>> Begin
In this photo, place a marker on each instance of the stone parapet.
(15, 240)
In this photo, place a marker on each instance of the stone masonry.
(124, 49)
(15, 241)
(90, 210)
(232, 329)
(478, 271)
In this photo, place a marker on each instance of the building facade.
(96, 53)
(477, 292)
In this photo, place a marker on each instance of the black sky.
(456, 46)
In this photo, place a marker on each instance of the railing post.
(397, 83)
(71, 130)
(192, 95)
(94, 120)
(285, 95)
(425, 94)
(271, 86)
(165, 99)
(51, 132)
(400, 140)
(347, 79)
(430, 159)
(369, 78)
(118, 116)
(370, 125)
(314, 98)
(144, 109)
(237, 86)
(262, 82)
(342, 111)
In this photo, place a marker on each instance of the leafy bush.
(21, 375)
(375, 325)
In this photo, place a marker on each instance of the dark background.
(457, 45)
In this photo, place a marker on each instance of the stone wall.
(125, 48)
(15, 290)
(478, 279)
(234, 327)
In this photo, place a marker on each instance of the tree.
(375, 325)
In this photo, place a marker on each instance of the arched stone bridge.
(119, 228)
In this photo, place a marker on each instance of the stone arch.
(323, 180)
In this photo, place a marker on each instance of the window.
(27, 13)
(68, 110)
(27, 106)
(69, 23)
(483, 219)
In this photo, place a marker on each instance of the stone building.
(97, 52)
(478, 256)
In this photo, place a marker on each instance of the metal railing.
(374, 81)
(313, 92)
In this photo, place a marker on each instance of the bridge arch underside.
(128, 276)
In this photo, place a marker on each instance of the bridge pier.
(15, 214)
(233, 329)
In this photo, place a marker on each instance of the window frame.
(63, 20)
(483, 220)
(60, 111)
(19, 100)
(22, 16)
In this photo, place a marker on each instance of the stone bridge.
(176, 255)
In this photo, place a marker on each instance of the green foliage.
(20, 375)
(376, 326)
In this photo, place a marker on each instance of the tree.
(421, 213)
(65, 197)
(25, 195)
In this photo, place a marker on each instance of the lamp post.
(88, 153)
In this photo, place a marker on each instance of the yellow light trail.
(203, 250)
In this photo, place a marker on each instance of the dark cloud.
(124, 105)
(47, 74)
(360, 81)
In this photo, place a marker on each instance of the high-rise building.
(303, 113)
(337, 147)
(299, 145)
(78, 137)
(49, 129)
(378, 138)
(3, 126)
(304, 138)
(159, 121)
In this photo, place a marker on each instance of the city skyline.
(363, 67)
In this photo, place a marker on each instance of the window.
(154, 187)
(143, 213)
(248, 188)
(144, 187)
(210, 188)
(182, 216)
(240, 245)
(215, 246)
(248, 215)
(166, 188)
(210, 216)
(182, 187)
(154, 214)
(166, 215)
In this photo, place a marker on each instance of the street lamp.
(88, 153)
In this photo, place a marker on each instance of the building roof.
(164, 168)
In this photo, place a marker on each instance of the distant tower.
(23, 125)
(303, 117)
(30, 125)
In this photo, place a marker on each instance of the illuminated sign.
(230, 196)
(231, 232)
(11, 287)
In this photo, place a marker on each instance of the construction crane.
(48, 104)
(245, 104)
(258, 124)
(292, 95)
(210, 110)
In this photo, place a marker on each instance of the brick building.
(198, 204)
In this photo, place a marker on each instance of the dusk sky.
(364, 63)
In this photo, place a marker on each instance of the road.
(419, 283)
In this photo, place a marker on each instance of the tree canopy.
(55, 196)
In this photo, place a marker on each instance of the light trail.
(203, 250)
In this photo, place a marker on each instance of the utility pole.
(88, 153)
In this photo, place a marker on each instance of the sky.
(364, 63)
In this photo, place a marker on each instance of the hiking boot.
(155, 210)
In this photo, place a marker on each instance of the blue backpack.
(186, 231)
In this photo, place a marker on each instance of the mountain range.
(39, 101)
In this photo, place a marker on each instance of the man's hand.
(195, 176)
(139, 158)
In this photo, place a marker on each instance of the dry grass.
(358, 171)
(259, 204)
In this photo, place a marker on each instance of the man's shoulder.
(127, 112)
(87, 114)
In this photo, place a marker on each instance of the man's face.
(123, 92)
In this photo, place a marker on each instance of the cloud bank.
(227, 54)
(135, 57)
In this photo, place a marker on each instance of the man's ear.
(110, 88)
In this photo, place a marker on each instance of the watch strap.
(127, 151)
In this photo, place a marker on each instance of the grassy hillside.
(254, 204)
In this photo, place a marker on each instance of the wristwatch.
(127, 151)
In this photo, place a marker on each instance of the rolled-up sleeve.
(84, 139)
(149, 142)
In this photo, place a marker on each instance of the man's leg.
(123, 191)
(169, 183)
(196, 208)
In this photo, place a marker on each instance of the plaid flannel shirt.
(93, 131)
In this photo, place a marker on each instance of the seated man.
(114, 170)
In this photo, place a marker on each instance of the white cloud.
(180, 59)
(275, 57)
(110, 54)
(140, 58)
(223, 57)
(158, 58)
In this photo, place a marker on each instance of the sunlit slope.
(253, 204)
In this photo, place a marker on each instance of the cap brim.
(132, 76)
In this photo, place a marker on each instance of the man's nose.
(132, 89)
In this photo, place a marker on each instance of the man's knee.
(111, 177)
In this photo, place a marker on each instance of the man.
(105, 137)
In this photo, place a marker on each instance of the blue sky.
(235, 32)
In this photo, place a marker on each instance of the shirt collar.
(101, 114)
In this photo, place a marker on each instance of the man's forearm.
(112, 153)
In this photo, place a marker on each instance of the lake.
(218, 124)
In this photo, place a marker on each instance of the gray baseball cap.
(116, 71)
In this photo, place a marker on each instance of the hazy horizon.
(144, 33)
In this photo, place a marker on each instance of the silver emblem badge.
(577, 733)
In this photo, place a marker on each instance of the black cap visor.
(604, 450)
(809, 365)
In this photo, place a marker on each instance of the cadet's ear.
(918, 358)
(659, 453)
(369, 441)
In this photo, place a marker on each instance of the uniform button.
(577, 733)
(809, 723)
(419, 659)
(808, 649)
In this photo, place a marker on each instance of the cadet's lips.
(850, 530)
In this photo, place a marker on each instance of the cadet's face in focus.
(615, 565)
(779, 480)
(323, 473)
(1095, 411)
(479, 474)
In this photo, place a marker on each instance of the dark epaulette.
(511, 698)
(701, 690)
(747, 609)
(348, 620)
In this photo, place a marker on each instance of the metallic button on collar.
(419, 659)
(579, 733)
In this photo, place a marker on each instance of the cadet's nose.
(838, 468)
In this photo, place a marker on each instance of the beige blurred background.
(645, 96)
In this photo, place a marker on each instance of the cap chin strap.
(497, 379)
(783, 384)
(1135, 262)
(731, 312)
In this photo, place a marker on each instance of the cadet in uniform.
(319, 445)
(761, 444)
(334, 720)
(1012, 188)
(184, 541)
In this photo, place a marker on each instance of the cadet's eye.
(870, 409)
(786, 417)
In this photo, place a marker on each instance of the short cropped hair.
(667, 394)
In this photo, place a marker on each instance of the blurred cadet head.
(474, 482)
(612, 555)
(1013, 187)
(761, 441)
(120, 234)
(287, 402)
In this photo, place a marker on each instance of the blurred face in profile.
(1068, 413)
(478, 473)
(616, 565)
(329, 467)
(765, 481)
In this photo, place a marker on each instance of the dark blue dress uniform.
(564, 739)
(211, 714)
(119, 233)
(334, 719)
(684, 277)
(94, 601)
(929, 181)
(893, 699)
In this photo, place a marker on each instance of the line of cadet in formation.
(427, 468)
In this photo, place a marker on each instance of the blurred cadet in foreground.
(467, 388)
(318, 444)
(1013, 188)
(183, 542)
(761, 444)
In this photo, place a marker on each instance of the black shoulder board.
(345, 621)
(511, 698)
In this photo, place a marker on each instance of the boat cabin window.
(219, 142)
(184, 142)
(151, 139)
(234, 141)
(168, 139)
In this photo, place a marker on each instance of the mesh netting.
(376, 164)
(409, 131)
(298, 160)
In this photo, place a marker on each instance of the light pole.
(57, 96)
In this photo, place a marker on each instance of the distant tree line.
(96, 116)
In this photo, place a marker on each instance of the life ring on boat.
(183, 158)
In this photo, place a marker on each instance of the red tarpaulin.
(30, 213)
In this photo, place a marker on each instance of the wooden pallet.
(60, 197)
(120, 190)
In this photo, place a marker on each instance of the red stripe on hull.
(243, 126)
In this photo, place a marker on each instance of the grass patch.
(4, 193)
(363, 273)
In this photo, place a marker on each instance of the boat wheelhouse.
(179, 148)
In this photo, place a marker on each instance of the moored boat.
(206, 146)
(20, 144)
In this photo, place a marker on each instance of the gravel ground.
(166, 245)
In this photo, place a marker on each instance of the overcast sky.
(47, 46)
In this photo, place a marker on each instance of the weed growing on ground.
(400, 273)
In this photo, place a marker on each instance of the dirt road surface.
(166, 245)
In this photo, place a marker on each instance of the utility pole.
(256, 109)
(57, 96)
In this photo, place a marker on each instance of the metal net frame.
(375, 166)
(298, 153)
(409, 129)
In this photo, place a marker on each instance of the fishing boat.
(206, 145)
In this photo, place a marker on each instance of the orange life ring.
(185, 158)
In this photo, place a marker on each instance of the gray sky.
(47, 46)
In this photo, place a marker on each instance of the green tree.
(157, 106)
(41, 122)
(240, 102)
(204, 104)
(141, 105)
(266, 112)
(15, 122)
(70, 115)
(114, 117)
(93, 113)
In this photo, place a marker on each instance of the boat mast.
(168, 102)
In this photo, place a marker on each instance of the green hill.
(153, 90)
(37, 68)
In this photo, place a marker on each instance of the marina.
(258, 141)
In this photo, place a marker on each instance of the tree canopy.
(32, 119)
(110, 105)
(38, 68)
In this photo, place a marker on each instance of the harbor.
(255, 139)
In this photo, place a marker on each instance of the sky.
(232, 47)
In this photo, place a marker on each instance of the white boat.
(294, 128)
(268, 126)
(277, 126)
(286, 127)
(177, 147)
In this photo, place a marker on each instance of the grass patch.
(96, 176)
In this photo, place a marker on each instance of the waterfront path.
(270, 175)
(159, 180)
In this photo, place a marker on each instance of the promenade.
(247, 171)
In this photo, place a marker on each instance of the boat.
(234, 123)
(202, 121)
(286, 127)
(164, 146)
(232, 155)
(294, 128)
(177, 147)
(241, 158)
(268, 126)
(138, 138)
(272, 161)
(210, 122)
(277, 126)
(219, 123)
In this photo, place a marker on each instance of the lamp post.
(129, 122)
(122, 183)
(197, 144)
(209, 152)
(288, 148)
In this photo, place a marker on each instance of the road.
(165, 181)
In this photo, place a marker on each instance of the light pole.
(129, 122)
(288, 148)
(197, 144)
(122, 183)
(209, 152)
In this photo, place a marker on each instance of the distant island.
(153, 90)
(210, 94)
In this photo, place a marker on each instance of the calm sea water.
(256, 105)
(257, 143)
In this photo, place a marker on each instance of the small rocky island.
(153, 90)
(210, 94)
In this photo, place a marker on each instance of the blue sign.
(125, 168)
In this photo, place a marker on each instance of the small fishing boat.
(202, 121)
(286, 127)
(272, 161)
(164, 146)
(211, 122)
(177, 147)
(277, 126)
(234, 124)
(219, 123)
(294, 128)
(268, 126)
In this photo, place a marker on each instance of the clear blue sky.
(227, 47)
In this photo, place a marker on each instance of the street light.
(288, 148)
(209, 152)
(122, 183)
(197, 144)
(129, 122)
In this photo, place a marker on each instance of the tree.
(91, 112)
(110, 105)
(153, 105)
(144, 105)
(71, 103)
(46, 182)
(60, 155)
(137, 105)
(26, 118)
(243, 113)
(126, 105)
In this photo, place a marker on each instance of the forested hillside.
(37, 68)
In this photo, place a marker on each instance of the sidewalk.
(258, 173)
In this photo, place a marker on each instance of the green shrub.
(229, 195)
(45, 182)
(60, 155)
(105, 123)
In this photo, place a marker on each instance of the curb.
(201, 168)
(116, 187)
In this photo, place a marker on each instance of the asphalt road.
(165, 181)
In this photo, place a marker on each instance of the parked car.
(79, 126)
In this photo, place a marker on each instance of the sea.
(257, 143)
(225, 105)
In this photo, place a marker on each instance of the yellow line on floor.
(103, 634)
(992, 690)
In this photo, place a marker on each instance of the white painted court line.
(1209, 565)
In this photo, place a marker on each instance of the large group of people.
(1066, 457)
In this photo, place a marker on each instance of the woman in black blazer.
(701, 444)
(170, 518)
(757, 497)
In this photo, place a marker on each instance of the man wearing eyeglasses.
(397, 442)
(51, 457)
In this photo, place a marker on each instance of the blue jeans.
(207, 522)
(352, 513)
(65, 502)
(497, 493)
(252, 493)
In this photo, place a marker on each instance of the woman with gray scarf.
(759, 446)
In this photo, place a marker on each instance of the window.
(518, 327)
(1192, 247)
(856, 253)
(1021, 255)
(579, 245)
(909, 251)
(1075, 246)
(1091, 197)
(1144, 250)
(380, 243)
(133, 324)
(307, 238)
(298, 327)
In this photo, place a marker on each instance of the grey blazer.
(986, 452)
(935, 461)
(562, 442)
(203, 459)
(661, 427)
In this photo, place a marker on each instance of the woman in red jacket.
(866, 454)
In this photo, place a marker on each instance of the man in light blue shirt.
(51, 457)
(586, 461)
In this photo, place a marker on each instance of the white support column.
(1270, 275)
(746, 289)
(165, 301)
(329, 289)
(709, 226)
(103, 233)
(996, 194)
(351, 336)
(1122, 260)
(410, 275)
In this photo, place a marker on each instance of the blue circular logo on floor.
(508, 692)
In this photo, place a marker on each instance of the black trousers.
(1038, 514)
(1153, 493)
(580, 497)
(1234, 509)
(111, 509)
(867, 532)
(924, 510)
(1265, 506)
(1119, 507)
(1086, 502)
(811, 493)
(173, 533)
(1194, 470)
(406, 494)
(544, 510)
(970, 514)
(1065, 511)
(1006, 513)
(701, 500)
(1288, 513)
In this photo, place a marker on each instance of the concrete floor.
>> End
TASK TO COMPLETE: Find the line containing "with gray scarf.". Reproduce it exactly, along with every line after it through the last.

ANSWER IN FULL:
In this photo, place a marker on each instance of the woman with gray scarf.
(759, 446)
In this photo, place a marker on each instance of the window.
(518, 327)
(1192, 247)
(856, 253)
(1021, 255)
(579, 245)
(909, 251)
(1075, 246)
(1091, 197)
(1144, 250)
(380, 243)
(133, 324)
(307, 238)
(298, 327)
In this photo, place a marker on each instance of the grey blazer.
(986, 452)
(935, 461)
(562, 442)
(203, 459)
(661, 427)
In this photo, place a marker on each instance of the woman in red jacket.
(866, 454)
In this photo, place a marker on each instance of the man in light blue shirt.
(51, 457)
(586, 461)
In this photo, place a marker on each instance of the white support column.
(1270, 275)
(746, 289)
(165, 301)
(329, 289)
(709, 226)
(103, 233)
(996, 194)
(351, 336)
(1122, 260)
(410, 275)
In this photo, place a marker on each instance of the blue circular logo on floor.
(508, 692)
In this photo, place a marker on each instance of the black trousers.
(1038, 514)
(1153, 493)
(580, 497)
(1234, 509)
(111, 509)
(867, 532)
(924, 510)
(1265, 506)
(1119, 507)
(1086, 502)
(811, 493)
(173, 533)
(1194, 470)
(406, 494)
(544, 510)
(970, 514)
(1065, 511)
(1006, 513)
(701, 500)
(1288, 513)
In this photo, place a marker on each instance of the concrete floor.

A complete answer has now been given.